**** TASK MATERIAL

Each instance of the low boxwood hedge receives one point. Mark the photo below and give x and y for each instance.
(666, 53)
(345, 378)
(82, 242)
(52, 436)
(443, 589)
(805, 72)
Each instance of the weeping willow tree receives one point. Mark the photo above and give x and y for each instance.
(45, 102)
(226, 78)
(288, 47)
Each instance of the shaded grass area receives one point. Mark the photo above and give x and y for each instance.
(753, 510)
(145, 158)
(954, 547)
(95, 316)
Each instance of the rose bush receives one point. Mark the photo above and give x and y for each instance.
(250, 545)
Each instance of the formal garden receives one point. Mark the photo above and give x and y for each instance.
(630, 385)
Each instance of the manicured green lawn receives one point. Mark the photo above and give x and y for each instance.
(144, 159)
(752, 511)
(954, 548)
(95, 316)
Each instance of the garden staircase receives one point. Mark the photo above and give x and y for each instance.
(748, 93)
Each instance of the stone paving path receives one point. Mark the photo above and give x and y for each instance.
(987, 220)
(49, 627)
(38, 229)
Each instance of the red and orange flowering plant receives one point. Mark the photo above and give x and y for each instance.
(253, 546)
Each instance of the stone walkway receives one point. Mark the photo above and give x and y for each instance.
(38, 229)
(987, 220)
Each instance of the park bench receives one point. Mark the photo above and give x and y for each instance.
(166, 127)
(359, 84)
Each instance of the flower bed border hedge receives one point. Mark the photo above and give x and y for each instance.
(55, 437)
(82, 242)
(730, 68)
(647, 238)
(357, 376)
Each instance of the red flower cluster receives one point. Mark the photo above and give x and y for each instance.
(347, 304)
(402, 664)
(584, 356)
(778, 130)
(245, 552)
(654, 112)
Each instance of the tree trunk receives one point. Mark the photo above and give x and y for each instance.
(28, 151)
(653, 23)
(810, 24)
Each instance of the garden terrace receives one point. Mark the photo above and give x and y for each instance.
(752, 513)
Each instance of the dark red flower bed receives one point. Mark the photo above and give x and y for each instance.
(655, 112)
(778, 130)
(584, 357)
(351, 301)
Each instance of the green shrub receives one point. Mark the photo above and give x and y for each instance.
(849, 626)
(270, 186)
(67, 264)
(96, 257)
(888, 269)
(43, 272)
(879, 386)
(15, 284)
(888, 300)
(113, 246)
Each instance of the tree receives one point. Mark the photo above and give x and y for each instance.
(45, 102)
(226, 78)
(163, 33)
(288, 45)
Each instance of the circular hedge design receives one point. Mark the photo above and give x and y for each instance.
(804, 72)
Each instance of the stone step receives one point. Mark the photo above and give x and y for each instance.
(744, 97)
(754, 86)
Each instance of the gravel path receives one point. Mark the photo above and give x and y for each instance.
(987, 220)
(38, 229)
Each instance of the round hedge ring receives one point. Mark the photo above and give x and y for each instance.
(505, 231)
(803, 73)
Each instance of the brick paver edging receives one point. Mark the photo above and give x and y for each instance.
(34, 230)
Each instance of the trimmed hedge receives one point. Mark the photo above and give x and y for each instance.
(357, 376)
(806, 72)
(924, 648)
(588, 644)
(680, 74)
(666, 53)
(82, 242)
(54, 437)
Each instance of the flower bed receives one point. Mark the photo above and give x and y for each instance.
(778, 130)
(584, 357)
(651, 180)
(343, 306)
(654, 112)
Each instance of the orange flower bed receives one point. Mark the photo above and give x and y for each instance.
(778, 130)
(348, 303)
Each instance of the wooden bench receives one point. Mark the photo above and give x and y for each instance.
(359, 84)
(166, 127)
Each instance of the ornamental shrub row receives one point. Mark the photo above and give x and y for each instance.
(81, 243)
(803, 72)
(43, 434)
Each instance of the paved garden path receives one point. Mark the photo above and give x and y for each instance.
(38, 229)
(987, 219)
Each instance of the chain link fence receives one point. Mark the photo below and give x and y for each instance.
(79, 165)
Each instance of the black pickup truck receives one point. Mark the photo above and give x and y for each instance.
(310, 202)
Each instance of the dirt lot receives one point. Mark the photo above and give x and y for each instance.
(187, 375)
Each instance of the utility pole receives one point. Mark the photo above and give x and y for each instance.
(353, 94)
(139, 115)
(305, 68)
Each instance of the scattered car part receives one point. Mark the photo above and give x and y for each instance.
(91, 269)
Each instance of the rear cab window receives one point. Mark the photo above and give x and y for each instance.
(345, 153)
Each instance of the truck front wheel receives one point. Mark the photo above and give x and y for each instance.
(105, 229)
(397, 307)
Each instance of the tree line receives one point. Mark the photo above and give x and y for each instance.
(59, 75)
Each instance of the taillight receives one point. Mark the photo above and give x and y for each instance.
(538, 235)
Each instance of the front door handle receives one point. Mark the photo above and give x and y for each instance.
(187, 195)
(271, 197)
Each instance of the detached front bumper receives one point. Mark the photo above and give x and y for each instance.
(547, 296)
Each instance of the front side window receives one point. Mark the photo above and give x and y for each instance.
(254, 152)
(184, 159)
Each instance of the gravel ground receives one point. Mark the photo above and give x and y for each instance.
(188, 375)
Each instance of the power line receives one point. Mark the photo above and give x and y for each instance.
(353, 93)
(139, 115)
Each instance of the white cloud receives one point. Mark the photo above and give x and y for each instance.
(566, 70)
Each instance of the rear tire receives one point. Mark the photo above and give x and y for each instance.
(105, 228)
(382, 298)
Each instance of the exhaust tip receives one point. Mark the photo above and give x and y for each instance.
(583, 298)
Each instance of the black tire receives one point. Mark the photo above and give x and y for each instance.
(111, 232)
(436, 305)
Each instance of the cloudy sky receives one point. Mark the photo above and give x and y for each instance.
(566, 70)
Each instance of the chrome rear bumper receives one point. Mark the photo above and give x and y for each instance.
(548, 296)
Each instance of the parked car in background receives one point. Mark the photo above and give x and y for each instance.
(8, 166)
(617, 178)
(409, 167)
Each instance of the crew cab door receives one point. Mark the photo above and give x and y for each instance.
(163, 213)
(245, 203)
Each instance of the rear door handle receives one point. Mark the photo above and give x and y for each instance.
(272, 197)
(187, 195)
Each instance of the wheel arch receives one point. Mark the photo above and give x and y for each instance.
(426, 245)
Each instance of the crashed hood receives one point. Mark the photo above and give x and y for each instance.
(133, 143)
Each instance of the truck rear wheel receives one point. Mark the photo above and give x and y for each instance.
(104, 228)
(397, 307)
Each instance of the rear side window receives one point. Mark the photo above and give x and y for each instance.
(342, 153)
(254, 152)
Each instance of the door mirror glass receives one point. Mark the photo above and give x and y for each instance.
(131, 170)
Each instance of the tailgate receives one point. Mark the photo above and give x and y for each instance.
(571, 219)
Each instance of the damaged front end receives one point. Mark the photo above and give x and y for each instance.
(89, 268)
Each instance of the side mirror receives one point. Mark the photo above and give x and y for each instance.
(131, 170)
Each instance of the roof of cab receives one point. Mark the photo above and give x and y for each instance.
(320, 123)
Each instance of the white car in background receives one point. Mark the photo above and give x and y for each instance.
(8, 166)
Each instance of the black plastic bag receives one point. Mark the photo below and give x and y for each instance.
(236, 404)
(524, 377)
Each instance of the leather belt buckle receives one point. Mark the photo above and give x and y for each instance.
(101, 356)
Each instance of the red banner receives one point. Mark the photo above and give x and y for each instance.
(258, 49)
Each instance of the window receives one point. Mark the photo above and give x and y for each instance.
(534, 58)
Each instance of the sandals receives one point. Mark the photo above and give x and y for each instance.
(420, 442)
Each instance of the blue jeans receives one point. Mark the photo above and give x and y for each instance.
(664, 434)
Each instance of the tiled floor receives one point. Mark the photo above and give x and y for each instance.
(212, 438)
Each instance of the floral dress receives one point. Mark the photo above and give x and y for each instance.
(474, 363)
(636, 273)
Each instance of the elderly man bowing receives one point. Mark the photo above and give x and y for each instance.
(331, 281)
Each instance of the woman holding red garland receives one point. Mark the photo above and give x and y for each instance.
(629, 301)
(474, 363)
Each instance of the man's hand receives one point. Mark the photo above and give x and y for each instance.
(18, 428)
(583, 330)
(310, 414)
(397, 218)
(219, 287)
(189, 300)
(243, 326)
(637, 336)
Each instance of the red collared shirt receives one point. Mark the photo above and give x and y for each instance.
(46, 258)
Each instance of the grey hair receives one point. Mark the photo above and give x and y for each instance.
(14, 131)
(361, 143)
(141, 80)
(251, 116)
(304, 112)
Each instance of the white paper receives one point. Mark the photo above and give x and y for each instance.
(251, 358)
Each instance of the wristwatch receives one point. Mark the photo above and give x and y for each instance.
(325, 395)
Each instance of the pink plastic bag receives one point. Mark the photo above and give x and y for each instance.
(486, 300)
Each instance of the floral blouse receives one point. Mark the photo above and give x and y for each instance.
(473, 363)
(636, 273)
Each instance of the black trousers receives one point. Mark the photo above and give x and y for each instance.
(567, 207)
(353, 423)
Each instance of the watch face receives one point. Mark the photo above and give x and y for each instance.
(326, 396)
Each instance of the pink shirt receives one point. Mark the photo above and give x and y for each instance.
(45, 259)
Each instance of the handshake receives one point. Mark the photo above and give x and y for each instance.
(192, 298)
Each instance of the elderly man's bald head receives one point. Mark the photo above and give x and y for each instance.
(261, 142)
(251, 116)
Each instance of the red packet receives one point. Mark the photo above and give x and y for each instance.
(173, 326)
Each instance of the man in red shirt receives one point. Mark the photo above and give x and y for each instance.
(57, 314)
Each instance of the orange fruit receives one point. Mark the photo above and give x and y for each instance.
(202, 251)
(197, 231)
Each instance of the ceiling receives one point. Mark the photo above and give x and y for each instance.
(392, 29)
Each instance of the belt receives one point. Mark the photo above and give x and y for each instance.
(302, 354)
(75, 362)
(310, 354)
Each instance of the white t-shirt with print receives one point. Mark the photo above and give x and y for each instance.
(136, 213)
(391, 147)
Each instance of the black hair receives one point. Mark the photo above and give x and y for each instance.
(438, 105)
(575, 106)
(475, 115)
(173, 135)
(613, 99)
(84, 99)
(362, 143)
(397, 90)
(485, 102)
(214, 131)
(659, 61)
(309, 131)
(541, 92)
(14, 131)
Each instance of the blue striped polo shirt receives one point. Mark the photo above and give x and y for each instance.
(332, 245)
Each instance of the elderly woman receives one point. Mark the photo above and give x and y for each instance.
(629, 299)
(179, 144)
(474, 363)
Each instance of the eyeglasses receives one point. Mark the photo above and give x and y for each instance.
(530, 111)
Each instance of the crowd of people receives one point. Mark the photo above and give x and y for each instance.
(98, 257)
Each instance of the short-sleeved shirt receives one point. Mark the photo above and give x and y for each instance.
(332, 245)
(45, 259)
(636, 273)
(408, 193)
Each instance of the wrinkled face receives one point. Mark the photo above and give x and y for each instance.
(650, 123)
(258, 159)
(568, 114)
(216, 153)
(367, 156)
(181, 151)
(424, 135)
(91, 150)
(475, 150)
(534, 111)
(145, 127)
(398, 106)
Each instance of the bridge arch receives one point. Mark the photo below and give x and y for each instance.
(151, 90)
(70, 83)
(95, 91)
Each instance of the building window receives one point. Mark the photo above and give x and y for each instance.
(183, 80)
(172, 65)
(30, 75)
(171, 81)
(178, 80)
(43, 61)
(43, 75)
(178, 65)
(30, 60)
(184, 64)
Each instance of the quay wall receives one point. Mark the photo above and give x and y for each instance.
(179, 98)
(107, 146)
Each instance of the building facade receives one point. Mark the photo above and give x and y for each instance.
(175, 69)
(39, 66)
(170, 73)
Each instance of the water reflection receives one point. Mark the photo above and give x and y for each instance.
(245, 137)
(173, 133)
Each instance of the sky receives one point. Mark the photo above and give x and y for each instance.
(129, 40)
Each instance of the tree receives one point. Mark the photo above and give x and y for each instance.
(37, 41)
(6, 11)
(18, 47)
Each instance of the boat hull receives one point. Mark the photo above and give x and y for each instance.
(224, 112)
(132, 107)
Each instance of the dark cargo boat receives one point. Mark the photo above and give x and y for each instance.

********

Rescale the lines from the one containing "Each instance of the boat" through the end of the records: write them all out again, requests included, with each coordinate in the answers multiplied by 2.2 and rounded to a whole number, halves rounded up.

Each instance of the boat hull receives one point. Mark the photo above and give x and y for each instance.
(493, 246)
(290, 235)
Each instance of the dark cargo boat receives one point. Mark the photo above and give x and y for each instance.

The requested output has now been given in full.